TASK REQUIREMENTS
**1.** Answer these questions from the article on Westpac's results:
(a) What final dividend per share did Westpac deliver, and what was it a year earlier?
(b) By what percentage did operating expenses rise, and to what total?
(c) What unemployment rate is Westpac forecasting?
**2.** Please extend the article on Westpac's results with a few more paragraphs that follow on from its final one.

DOCUMENT SECTION
=-=-=-=-=

Westpac expects the Reserve Bank of Australia to cut the cash rate early next year from its current level of 4.35 per cent, and is forecasting 100 basis points throughout 2025. It is also forecasting unemployment to rise from 4.3 per cent to 4.6 per cent, and the economy to grow by 1.5 per cent to 2.5 per cent.

Westpac’s net interest margin, a key measure of profitability comparing banks’ funding costs with what they charge for loans, improved in the second half on the back of more profitable lending, to 1.97 per cent.

The bank’s closely watched operating expenses, a key focus for analysts, jumped 6 per cent to $10.9 billion on the back of rising wages and technology costs.

Westpac delivered a higher final dividend of 76¢ a share, up from 72¢ a year earlier. It upped its buyback by $1 billion but it did not issue a special dividend as analysts had forecast.

Opal Capital Management chief investment officer Omkar Joshi said Westpac’s results were slightly better than expected, but the high interest rate environment continued weighing down borrowers.

=-=-=-=-=

DATA SHOWN
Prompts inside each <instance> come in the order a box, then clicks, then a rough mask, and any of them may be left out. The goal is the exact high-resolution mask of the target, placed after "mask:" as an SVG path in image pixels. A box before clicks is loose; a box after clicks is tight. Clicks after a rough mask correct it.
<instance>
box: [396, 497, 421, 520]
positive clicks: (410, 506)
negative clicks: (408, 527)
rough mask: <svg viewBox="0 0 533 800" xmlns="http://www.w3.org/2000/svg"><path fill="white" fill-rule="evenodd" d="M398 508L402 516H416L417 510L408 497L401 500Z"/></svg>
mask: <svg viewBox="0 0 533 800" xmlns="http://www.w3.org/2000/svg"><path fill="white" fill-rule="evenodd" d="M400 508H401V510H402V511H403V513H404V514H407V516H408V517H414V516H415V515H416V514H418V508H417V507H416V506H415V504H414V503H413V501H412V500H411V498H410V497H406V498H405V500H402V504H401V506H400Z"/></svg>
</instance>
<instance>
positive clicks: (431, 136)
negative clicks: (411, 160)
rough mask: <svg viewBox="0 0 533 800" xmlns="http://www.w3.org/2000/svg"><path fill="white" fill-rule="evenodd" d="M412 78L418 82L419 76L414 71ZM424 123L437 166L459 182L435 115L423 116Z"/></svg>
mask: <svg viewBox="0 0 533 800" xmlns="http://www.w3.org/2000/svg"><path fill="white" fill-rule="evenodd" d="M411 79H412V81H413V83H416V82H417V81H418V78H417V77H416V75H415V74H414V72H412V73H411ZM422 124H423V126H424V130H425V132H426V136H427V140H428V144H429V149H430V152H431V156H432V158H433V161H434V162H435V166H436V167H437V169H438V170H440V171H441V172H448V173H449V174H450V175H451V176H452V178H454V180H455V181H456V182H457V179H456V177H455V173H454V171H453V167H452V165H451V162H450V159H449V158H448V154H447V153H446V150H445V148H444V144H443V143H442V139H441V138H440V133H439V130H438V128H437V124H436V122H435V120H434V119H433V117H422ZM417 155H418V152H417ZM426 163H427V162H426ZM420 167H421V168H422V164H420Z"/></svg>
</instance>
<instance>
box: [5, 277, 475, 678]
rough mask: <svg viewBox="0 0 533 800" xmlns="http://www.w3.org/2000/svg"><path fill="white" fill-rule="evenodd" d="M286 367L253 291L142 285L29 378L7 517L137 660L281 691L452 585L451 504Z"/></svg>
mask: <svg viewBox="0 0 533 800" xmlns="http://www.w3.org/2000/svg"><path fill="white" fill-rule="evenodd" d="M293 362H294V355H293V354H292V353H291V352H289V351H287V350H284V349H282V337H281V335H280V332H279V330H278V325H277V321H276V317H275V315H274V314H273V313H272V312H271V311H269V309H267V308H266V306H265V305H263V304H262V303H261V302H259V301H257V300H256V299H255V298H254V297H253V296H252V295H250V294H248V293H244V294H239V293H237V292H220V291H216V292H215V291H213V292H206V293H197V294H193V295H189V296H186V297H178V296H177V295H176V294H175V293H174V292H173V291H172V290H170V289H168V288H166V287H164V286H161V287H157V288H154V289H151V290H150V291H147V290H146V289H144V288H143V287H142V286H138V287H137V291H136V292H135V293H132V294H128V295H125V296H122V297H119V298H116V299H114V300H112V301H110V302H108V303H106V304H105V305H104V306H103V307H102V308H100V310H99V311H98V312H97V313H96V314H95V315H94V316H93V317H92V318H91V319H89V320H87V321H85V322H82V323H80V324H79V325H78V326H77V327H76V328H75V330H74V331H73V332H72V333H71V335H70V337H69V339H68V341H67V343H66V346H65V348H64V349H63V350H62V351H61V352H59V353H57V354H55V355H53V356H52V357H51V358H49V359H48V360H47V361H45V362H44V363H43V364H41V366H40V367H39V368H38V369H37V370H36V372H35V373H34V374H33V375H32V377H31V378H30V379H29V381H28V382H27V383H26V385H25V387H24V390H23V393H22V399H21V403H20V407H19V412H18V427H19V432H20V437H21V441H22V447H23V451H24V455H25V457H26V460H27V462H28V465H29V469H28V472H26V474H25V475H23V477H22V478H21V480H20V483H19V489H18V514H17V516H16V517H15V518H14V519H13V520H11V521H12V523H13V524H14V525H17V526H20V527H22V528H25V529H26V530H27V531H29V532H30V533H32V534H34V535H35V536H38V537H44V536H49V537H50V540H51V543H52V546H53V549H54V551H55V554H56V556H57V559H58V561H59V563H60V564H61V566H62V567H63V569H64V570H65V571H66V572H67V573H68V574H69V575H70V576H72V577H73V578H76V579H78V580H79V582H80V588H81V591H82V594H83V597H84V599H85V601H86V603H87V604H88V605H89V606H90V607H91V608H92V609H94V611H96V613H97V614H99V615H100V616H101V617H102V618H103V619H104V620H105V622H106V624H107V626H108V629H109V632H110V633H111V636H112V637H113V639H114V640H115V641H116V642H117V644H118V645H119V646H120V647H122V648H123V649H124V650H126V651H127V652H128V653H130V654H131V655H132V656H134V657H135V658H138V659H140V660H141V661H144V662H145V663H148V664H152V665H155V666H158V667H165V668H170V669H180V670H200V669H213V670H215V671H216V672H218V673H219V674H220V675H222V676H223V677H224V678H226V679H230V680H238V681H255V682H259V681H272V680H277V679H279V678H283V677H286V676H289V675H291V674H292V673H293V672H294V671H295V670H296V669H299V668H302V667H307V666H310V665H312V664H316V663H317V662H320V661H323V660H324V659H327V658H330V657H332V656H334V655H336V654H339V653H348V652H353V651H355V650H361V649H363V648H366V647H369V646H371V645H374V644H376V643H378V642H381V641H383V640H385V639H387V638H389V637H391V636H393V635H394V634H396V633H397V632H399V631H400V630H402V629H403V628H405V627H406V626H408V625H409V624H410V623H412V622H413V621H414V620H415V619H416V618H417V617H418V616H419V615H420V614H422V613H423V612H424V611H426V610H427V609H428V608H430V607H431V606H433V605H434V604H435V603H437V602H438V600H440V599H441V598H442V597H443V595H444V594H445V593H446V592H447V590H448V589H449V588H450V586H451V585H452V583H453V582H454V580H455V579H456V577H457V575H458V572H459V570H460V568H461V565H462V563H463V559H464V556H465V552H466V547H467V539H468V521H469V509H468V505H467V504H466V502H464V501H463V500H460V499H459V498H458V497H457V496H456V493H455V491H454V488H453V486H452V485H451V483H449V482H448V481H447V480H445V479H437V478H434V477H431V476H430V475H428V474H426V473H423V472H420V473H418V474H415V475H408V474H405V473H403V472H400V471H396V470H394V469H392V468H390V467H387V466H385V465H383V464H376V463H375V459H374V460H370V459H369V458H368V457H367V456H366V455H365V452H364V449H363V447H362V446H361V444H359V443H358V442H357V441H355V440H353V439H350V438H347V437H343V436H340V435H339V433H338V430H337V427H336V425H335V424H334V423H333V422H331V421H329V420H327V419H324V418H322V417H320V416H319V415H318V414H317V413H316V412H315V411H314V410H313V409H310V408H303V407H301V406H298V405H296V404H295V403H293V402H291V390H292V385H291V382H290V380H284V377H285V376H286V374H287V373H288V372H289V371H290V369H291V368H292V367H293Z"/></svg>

=-=-=-=-=

ANSWERS BY TASK
**1.**
(a) 76¢ a share, up from 72¢ a year earlier.
(b) They rose 6 per cent to $10.9 billion.
(c) It forecasts unemployment rising from 4.3 per cent to 4.6 per cent.

**2.**
“We’ve had some time to get used to a higher interest rate environment but I would say there’s an element of people waiting for rate cuts,” Joshi said. “Trading updates from retailers, and even anecdotal feedback, [suggests] that it does feel like things are slowing down from a consumer perspective.”

UBS head of Australian bank research John Storey said there was some disappointment Westpac did not announce a special dividend, but that could be offset by the expanded buyback scheme.

“The underlying [net interest margin] trends we think look encouraging, although a period of higher than expected cost growth might dampen some of this benefit,” Storey said.

Westpac shares rose 0.9 per cent to $32.40.